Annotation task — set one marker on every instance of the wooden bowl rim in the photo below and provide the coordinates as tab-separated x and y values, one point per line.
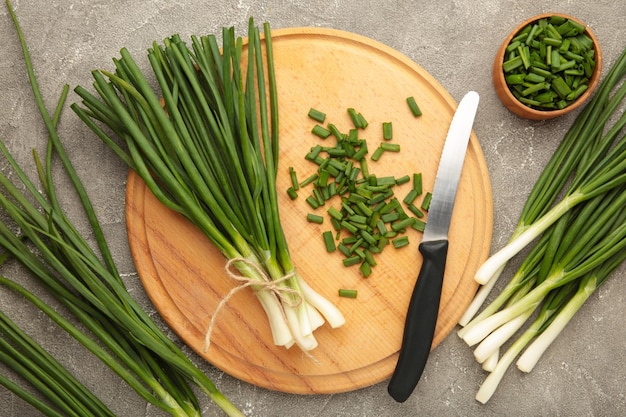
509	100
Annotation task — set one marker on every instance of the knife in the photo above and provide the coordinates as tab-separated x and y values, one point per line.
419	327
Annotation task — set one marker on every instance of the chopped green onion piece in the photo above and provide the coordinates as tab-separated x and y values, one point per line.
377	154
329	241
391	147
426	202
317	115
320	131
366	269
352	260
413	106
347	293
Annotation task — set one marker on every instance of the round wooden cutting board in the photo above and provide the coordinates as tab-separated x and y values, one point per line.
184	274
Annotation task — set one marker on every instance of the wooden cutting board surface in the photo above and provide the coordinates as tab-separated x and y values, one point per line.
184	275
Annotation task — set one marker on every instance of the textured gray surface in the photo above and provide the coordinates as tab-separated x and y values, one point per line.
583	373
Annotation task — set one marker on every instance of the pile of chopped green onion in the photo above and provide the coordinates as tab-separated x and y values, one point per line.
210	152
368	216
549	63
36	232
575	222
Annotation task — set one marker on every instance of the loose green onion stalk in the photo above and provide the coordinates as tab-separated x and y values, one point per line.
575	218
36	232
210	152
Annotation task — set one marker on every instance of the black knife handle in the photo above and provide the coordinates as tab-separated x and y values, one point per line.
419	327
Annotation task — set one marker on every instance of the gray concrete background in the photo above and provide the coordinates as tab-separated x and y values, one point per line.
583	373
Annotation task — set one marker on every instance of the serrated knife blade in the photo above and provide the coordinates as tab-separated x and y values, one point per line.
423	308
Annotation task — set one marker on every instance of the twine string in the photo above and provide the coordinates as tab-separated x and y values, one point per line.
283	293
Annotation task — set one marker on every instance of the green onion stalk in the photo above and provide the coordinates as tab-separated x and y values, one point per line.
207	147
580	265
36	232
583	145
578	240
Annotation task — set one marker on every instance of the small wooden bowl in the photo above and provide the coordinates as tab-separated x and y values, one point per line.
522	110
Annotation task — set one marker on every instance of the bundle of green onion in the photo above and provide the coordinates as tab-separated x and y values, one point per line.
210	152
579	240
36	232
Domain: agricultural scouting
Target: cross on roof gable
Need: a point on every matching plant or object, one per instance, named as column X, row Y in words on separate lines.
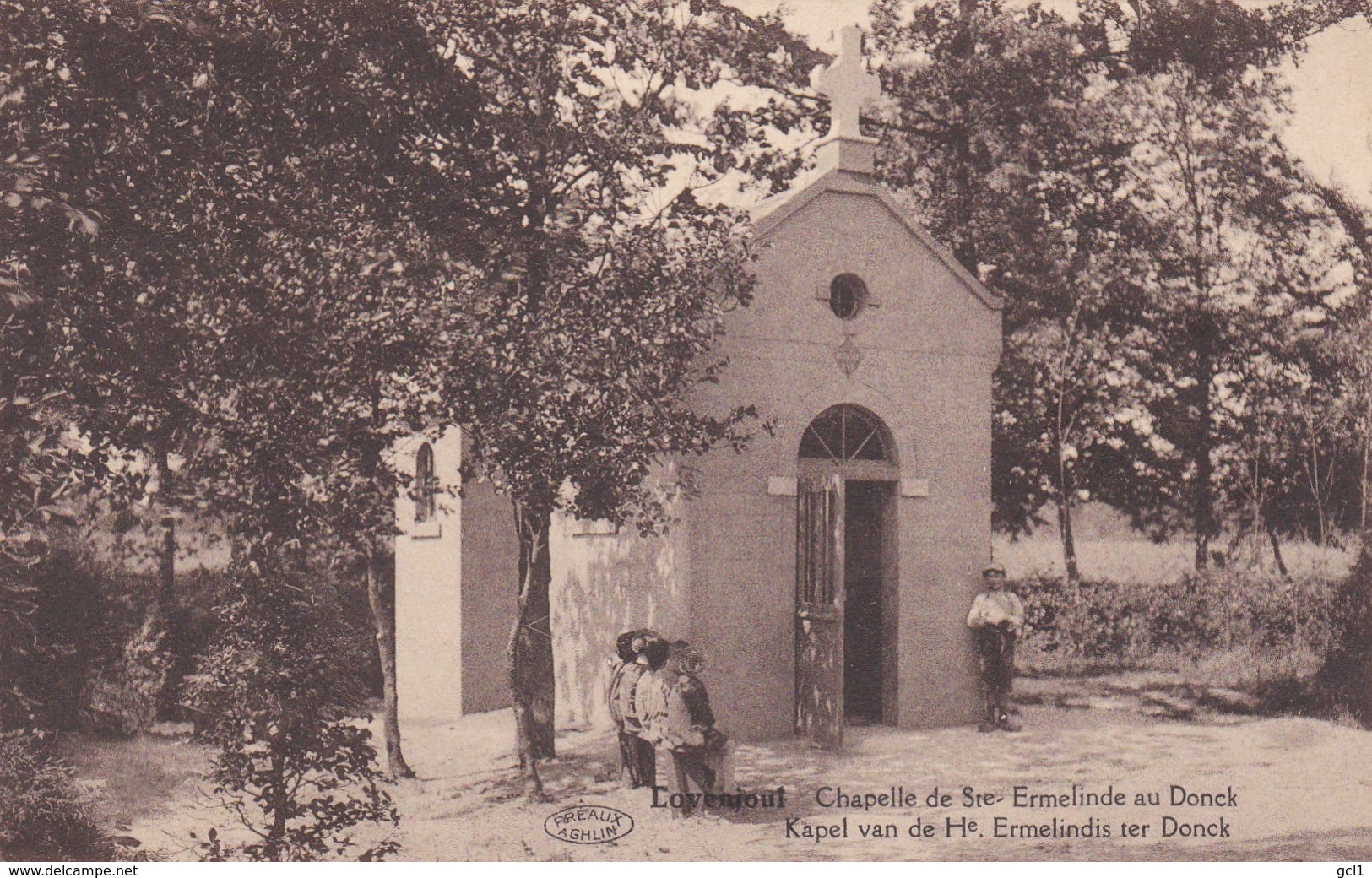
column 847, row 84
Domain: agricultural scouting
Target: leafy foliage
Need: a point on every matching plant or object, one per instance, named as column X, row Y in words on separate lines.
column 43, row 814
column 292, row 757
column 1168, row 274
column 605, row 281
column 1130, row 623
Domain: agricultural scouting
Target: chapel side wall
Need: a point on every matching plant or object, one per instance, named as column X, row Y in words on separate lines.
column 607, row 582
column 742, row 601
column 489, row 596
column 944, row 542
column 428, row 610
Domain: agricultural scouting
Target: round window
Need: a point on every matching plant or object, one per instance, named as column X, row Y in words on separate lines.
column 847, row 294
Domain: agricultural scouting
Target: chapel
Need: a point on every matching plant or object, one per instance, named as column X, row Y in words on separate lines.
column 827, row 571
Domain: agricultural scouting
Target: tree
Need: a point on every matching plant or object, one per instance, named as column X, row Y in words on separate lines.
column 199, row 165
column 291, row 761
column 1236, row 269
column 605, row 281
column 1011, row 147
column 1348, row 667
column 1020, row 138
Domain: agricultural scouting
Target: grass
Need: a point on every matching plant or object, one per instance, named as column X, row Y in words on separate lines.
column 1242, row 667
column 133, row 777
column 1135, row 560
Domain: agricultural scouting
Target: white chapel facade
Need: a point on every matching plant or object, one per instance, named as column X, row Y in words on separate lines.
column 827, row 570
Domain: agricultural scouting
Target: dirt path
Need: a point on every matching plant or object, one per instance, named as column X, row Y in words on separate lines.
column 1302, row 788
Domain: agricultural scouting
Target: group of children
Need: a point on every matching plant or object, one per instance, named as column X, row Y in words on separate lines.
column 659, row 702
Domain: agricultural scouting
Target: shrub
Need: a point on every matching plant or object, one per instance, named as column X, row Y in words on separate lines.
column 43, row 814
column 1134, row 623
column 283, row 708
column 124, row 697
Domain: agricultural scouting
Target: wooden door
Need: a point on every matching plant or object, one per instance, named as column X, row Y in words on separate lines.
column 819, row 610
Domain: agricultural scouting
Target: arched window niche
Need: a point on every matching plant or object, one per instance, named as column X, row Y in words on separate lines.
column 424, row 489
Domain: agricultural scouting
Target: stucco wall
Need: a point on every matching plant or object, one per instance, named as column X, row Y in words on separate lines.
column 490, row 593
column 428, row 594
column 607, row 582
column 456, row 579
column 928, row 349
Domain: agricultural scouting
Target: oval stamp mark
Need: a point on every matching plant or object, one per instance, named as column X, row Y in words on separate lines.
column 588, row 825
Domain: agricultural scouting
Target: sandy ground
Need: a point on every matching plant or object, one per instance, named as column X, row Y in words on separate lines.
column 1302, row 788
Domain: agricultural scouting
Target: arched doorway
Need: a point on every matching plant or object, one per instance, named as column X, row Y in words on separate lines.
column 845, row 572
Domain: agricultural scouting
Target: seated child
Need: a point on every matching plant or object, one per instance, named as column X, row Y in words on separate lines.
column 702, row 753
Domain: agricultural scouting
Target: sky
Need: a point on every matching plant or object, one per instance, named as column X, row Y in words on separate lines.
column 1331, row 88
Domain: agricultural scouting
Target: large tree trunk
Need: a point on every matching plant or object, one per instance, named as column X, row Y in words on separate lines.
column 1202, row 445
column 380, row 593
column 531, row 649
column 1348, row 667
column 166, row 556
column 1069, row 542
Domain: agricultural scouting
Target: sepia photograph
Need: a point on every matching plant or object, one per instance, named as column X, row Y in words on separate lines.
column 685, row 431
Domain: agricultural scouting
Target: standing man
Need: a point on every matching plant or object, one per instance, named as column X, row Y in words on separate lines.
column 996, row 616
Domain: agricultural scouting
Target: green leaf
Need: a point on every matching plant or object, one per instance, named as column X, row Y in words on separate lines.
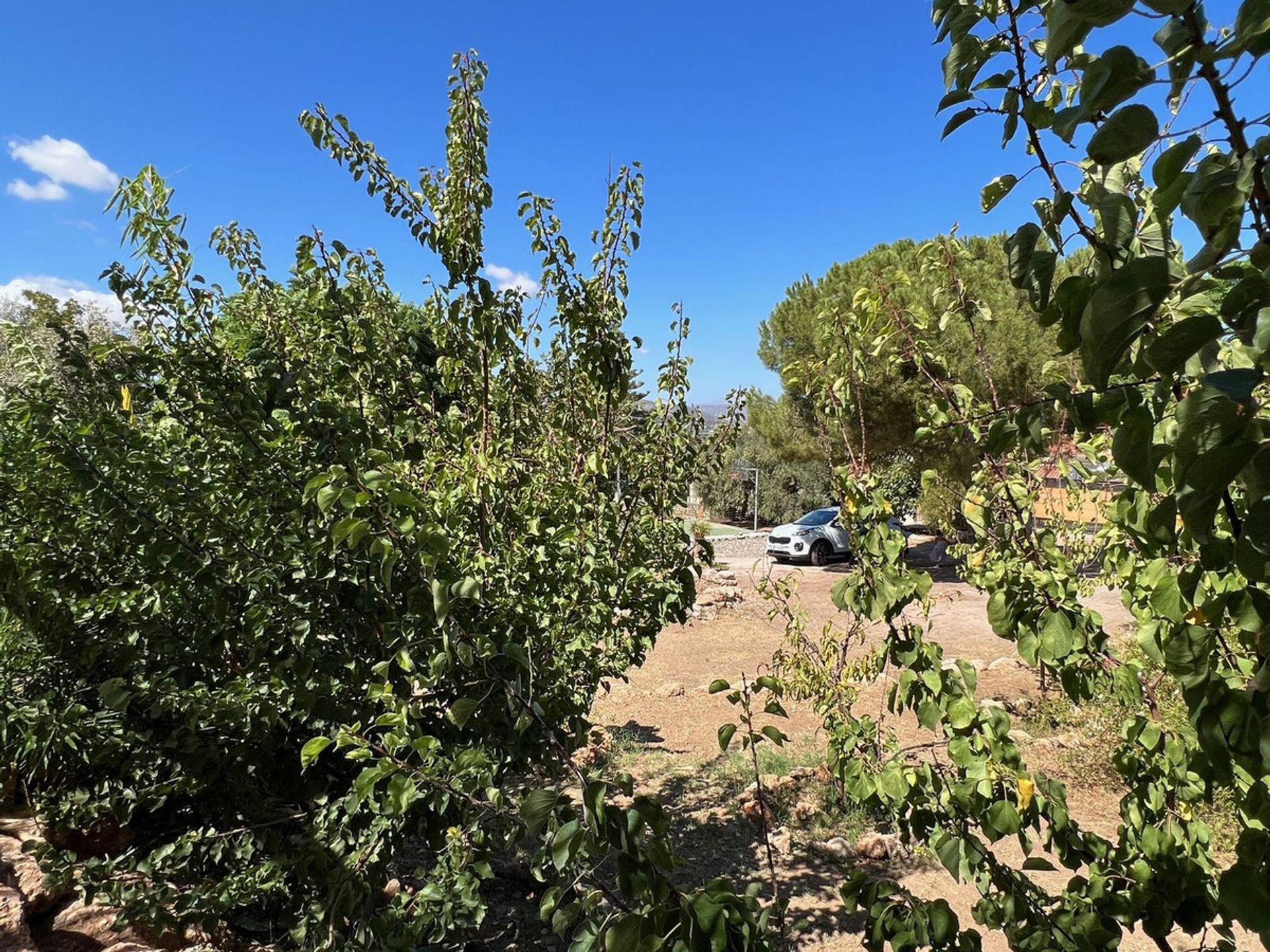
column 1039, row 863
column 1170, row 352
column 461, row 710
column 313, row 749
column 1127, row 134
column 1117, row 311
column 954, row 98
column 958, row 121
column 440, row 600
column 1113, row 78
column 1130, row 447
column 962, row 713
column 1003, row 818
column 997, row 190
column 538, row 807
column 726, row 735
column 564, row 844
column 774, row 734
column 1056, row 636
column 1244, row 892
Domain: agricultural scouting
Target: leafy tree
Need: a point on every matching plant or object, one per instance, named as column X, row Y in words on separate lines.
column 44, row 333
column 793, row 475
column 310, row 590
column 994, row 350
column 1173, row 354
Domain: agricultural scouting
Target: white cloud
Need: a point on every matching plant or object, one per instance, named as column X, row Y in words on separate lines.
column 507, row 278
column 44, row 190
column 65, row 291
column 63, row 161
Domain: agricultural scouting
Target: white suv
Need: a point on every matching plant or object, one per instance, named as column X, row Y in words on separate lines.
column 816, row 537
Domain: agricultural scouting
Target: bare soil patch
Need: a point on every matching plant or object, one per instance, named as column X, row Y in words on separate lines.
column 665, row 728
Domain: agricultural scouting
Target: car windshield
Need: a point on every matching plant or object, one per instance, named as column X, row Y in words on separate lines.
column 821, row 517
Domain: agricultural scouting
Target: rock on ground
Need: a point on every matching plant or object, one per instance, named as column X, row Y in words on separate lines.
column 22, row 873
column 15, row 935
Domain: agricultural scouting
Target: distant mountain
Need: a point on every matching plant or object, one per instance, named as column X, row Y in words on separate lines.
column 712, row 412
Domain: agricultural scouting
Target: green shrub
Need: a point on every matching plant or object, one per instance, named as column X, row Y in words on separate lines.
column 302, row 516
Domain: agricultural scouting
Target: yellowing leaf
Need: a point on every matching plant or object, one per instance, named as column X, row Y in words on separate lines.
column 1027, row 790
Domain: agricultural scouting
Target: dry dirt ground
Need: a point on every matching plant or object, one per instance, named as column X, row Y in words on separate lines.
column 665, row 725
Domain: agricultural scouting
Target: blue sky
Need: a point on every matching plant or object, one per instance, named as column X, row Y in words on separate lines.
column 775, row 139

........

**Request**
Pull out each line in the records that contains the word "bowl" and list those lines.

**Solution to this exercise**
Annotation task — set one marker on every instance of the wooden bowl rim in the photo below and provide the coordinates as tab-separated x and y values, one point per line.
Annotation task — set one marker on every instance of the small wooden bowl in the photo above and provide the coordinates as tab-separated x and y values, one point per line.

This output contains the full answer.